**Description of the task**
Repeat the records below verbatim, and do not copy their pictures.

**Dataset extract**
· · · · ·
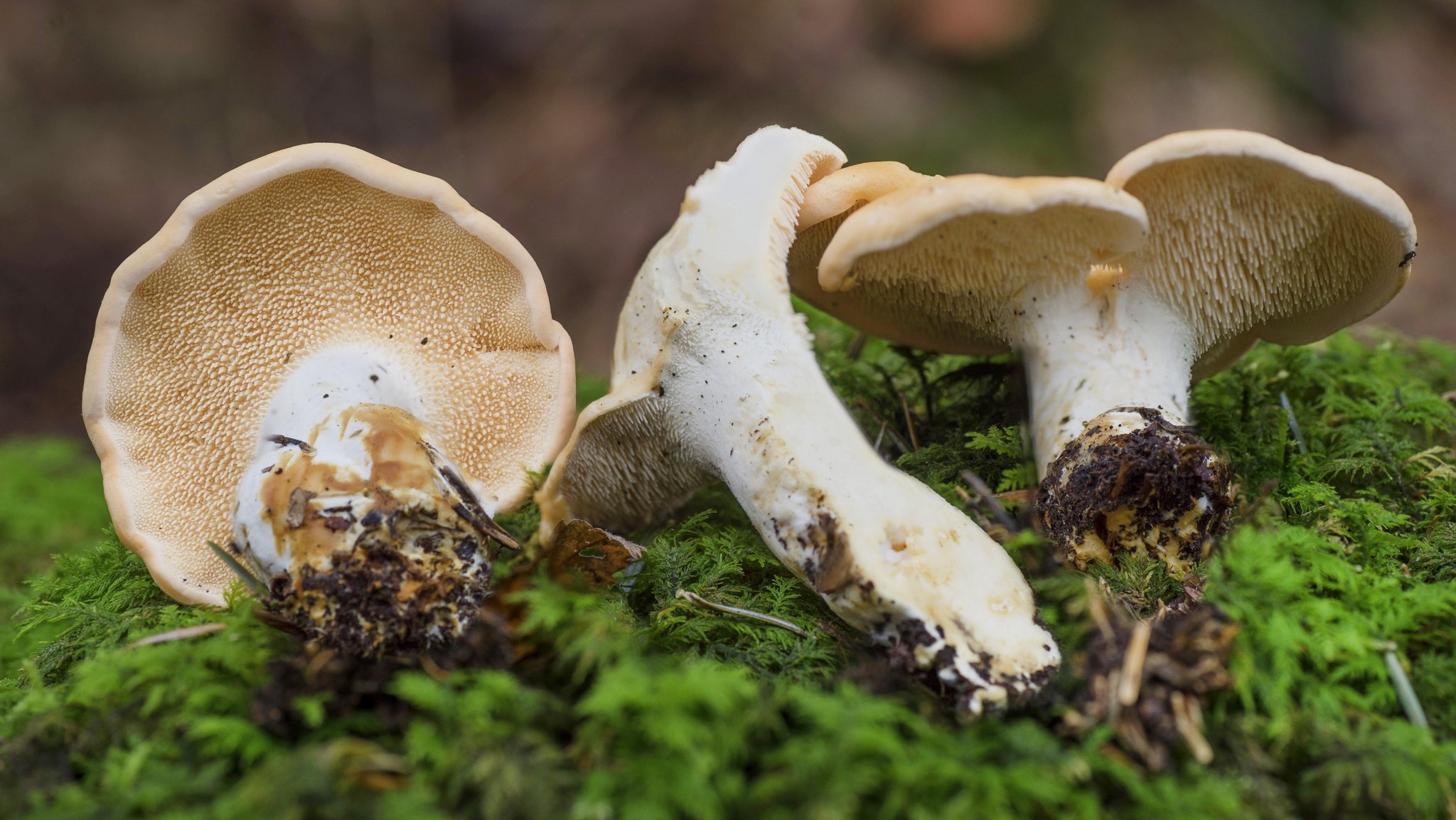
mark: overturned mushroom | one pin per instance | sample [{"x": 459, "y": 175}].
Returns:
[
  {"x": 354, "y": 360},
  {"x": 1247, "y": 239},
  {"x": 715, "y": 378}
]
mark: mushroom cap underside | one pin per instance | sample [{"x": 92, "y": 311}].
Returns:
[
  {"x": 1254, "y": 239},
  {"x": 625, "y": 467},
  {"x": 943, "y": 264},
  {"x": 299, "y": 252},
  {"x": 1248, "y": 238}
]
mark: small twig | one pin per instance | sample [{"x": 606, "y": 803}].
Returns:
[
  {"x": 244, "y": 574},
  {"x": 1132, "y": 678},
  {"x": 904, "y": 405},
  {"x": 178, "y": 634},
  {"x": 1293, "y": 422},
  {"x": 1403, "y": 685},
  {"x": 890, "y": 432},
  {"x": 700, "y": 600},
  {"x": 992, "y": 503},
  {"x": 1189, "y": 720},
  {"x": 1097, "y": 608}
]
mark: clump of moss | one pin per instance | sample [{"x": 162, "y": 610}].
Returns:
[{"x": 633, "y": 703}]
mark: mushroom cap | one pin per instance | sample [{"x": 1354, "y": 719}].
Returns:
[
  {"x": 297, "y": 252},
  {"x": 1256, "y": 239},
  {"x": 939, "y": 264}
]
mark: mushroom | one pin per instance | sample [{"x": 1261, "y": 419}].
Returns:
[
  {"x": 343, "y": 371},
  {"x": 1246, "y": 238},
  {"x": 714, "y": 378}
]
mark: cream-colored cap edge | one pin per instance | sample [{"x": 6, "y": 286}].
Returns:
[{"x": 366, "y": 168}]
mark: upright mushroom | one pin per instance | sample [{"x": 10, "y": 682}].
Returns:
[
  {"x": 1247, "y": 239},
  {"x": 341, "y": 369},
  {"x": 715, "y": 378}
]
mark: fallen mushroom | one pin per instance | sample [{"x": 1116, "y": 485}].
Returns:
[
  {"x": 715, "y": 378},
  {"x": 341, "y": 369},
  {"x": 1246, "y": 238}
]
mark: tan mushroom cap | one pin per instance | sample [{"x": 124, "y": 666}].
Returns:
[
  {"x": 939, "y": 264},
  {"x": 301, "y": 251},
  {"x": 1256, "y": 239}
]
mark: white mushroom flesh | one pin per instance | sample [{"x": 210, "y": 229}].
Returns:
[{"x": 715, "y": 376}]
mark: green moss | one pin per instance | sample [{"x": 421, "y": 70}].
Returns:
[{"x": 638, "y": 704}]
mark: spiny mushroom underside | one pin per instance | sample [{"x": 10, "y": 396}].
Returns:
[
  {"x": 369, "y": 539},
  {"x": 1138, "y": 484}
]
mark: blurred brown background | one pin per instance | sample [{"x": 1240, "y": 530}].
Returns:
[{"x": 577, "y": 124}]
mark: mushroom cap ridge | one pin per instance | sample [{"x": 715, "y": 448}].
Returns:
[
  {"x": 943, "y": 264},
  {"x": 1295, "y": 247},
  {"x": 274, "y": 235}
]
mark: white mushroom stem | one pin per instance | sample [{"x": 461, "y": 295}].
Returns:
[
  {"x": 361, "y": 528},
  {"x": 890, "y": 555},
  {"x": 715, "y": 376},
  {"x": 1091, "y": 350}
]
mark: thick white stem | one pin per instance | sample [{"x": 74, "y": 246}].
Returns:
[
  {"x": 365, "y": 529},
  {"x": 1089, "y": 351},
  {"x": 889, "y": 554}
]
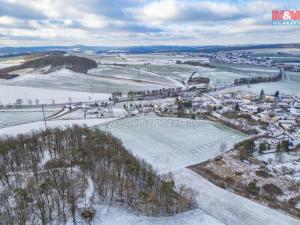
· · · · ·
**Solution for this problem**
mark: overturned mushroom | one pin per instance | sample [{"x": 459, "y": 175}].
Returns:
[
  {"x": 354, "y": 360},
  {"x": 1247, "y": 239},
  {"x": 715, "y": 378}
]
mark: mushroom cap underside | one pin per instance | sample [{"x": 92, "y": 311}].
Returns:
[
  {"x": 1254, "y": 239},
  {"x": 625, "y": 467},
  {"x": 943, "y": 264},
  {"x": 299, "y": 252},
  {"x": 1248, "y": 238}
]
mark: small twig | one pin per instance | sample [{"x": 606, "y": 803}].
Returns:
[
  {"x": 244, "y": 574},
  {"x": 1132, "y": 678},
  {"x": 904, "y": 405},
  {"x": 178, "y": 634},
  {"x": 1293, "y": 422},
  {"x": 1403, "y": 685},
  {"x": 890, "y": 432},
  {"x": 700, "y": 600},
  {"x": 992, "y": 503},
  {"x": 1189, "y": 720},
  {"x": 1097, "y": 608}
]
mark: clump of moss | one pin per instance | sample [{"x": 162, "y": 610}].
Returns:
[{"x": 633, "y": 703}]
mark: mushroom cap | one pin per instance | sample [{"x": 1354, "y": 719}].
Returns:
[
  {"x": 297, "y": 252},
  {"x": 1256, "y": 239},
  {"x": 939, "y": 264}
]
mark: mushroom | one pin per instance | sample [{"x": 1261, "y": 419}].
Returns:
[
  {"x": 343, "y": 371},
  {"x": 1246, "y": 238},
  {"x": 714, "y": 378}
]
mark: cream-colored cap edge | one pin per instance | sample [{"x": 6, "y": 286}].
Returns:
[{"x": 366, "y": 168}]
mark: upright mushroom | one pin per instance | sample [{"x": 10, "y": 682}].
Returns:
[
  {"x": 1247, "y": 239},
  {"x": 341, "y": 369},
  {"x": 715, "y": 378}
]
mark: fallen mushroom | one pin per instance | sample [{"x": 1116, "y": 485}].
Returns:
[
  {"x": 715, "y": 378},
  {"x": 341, "y": 369},
  {"x": 1246, "y": 238}
]
mark: tan mushroom cap | one pin per instance | sample [{"x": 124, "y": 666}].
Returns:
[
  {"x": 939, "y": 264},
  {"x": 301, "y": 251},
  {"x": 1256, "y": 239}
]
mark: white mushroom flesh | one pin per instance | sample [{"x": 210, "y": 229}].
Returns:
[{"x": 715, "y": 376}]
mark: green moss | one pin per instance | sample [{"x": 421, "y": 70}].
Returns:
[{"x": 638, "y": 704}]
mark: spiny mushroom underside | one pin per instance | sample [{"x": 10, "y": 396}].
Returns:
[
  {"x": 369, "y": 539},
  {"x": 1138, "y": 484}
]
mark: blurred brown background | one pin per instance | sample [{"x": 1240, "y": 530}].
Returns:
[{"x": 577, "y": 124}]
mark: mushroom cap ridge | one pin per instance | sample [{"x": 715, "y": 448}].
Returns:
[
  {"x": 943, "y": 264},
  {"x": 1295, "y": 247},
  {"x": 274, "y": 235}
]
mark: white mushroom stem | one pin per instance | sample [{"x": 461, "y": 295}].
Returns:
[
  {"x": 361, "y": 528},
  {"x": 890, "y": 555},
  {"x": 715, "y": 376},
  {"x": 1091, "y": 350}
]
mark: thick white stem | one pin per instance | sample [{"x": 74, "y": 246}].
Returns:
[
  {"x": 365, "y": 529},
  {"x": 1089, "y": 351},
  {"x": 889, "y": 554}
]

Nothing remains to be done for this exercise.